Image location labeling entries:
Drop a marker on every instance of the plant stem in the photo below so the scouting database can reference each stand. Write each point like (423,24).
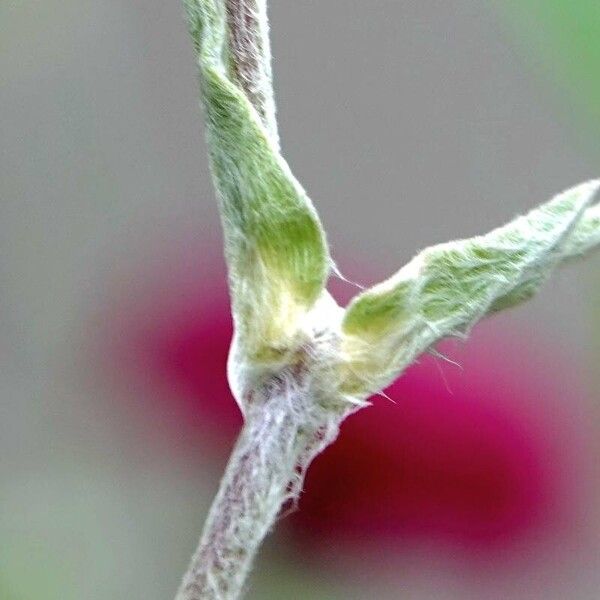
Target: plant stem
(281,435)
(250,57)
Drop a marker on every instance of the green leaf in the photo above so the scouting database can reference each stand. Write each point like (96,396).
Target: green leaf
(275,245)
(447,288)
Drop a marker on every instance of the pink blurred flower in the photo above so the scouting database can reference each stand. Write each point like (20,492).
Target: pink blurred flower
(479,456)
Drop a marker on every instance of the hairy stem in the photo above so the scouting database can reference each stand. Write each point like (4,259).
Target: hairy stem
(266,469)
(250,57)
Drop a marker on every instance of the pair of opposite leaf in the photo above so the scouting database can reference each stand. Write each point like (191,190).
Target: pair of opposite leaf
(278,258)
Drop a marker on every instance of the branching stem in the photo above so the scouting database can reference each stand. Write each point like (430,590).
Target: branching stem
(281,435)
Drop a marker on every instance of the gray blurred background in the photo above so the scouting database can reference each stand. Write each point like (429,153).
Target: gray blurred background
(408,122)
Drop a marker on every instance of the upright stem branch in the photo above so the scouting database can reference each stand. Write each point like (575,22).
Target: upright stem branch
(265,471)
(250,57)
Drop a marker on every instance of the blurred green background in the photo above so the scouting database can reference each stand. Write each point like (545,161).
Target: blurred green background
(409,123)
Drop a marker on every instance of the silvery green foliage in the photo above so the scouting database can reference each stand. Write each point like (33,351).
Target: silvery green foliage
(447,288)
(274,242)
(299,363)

## Written request
Your copy of the data above should match it exactly, except that pictures are left out.

## Written response
Drop a marker on every instance of the plant stem in the photo below so the scouting database can reference each stand. Write each point like (423,24).
Target: plant stem
(281,435)
(250,57)
Drop a marker on every instance of the green leaf in the photo above so the scouting database can reference each stand. Write each point like (96,396).
Target: green leaf
(275,245)
(447,288)
Drop a marker on every instance of the pink blurred flower in the photo above so the scouting database can reference each stand. Write each point like (20,492).
Target: pink blurred flower
(479,456)
Drop a marker on every instance of the hairy stem in the photo above so the scouting database can reference each stand. Write each point like (4,259).
Target: hairy stem
(266,469)
(250,57)
Drop a marker on every instance of the pair of opposite leaf in the photo above so the scouting database can reference each stand. Write each point like (191,190).
Target: pair of opposite leaf
(278,258)
Drop a marker on every instance of the branching stem in the photo above so the scouting database can reference each stand. Write each point like (430,590).
Target: branching stem
(281,435)
Drop a marker on every instance of the gray blurred background in the photo above so the scouting database can reference each stand. Write each point like (429,153).
Target: gray blurred background
(408,122)
Drop a marker on every instance of the upright stem branch in the photo above so the scouting database can reference each stand. Write each point like (575,22).
Target: upright stem branch
(265,471)
(250,57)
Drop a marker on every instance of the blurred green background in the photo above so the scouting database can reference each stand. Write each point like (545,161).
Target: blurred green background
(409,123)
Drop a marker on every instance of the silvery green foliage in the photo above so the scouting database can reference each stand. Write each point like (33,351).
Target: silvery green foliage
(447,288)
(274,242)
(299,363)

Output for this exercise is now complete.